*** Opening Selected excerpt ***

After a minute I realize he has fallen asleep and I lie there thinking about things can be sad and funny and terrible and good all at the same time. If I had my way my children would never hurt, never shed one tear. I hope my son learned from his experience with pet death that love is worth it, that removing your heart from its protective plastic wrapping means it will get scorched and bruised and left out in the rain, but oh God it is worth it, to love, just to quietly and fiercely and joyfully love.

Yesterday Sage and I walked to the place in the park where Penelope lies. What I hadn’t realized that night was that we buried her under this fabulous tree, very old and knotty and twisted. The stick was still there, after all this time. Except for a few beer cans it was just as we left it.

"Are you glad we came to see it?" I asked, worried that we might have resurrected the pain of poor Penelope’s demise.

"Yeah," said Sage. And I could tell he was. We walked home, holding hands and swinging our arms, and talking about What Hamsters Do in Heaven.

*** Closing Selected excerpt ***

Problem set:
a: In the passage about visiting Penelope's burial place, what did Sage and the narrator talk about on the walk home?
b: Copy the passage about visiting Penelope's burial place word for word, from "Yesterday Sage and" up to and including "we left it.".

*** Opening Data for analysis ***

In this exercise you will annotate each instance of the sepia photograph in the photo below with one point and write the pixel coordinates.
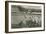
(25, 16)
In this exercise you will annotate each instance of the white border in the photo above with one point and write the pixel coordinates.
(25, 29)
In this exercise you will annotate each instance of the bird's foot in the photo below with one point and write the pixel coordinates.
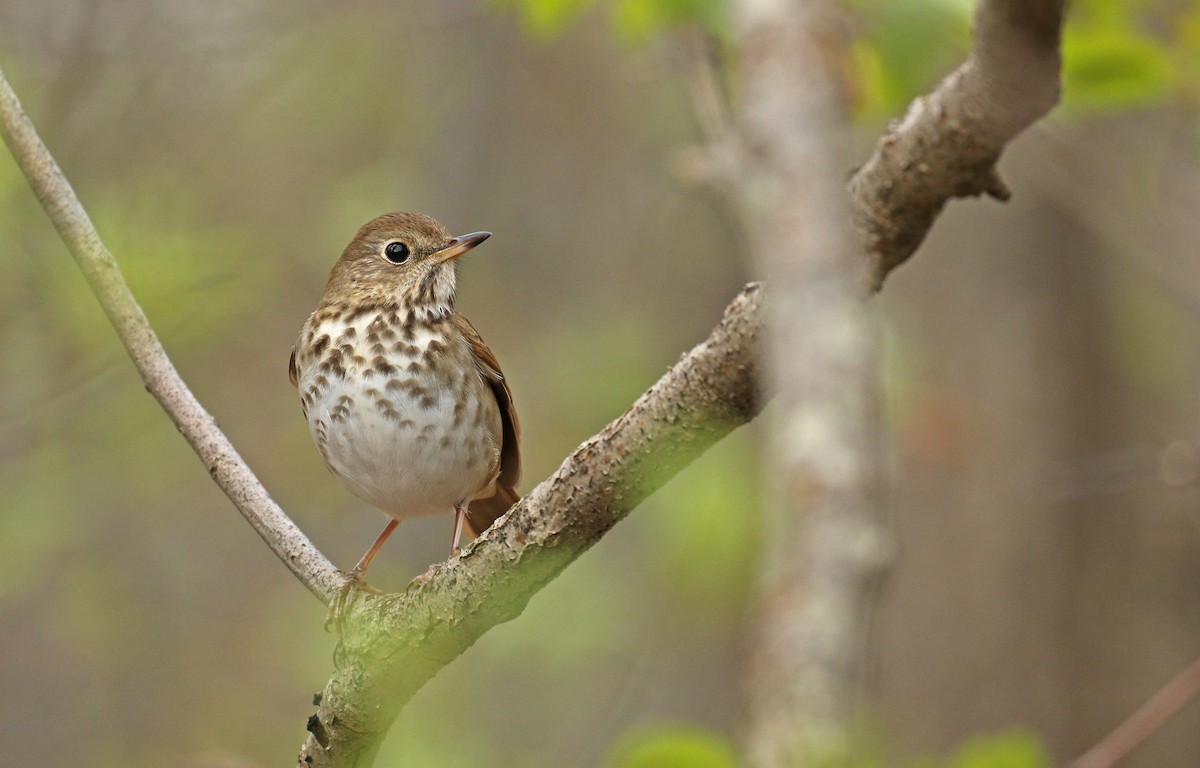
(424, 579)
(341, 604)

*** Closing Data for analysis ***
*** Opening Data for analysis ***

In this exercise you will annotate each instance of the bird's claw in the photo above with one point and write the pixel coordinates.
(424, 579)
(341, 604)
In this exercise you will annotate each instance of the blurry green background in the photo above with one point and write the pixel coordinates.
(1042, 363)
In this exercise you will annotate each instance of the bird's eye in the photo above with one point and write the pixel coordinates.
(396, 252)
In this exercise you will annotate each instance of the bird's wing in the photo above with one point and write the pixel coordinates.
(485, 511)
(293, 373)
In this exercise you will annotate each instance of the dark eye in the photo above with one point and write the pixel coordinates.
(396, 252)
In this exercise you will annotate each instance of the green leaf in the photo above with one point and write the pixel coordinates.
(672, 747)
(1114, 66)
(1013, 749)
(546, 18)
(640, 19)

*** Closing Data for analysis ***
*** Opening Data for analysis ***

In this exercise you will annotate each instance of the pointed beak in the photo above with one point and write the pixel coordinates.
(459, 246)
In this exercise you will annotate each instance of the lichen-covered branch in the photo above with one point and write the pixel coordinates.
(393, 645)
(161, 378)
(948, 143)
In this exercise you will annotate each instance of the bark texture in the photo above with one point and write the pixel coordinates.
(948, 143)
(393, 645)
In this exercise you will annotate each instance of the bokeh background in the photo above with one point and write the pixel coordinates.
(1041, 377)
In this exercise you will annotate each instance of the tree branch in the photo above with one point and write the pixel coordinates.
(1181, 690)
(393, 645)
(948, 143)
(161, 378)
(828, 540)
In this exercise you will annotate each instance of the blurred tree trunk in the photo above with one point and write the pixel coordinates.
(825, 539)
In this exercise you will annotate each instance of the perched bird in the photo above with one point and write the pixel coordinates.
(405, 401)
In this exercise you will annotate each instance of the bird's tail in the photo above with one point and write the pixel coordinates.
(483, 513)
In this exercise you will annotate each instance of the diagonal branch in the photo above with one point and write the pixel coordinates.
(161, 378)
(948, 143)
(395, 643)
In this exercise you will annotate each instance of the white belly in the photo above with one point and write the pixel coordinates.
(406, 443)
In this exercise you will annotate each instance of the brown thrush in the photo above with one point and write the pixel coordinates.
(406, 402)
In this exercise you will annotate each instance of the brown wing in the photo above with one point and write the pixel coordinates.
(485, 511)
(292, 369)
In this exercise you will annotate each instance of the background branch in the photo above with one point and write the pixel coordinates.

*** Closing Data for analysis ***

Solution list:
a: What Hamsters Do in Heaven.

b:
Yesterday Sage and I walked to the place in the park where Penelope lies. What I hadn’t realized that night was that we buried her under this fabulous tree, very old and knotty and twisted. The stick was still there, after all this time. Except for a few beer cans it was just as we left it.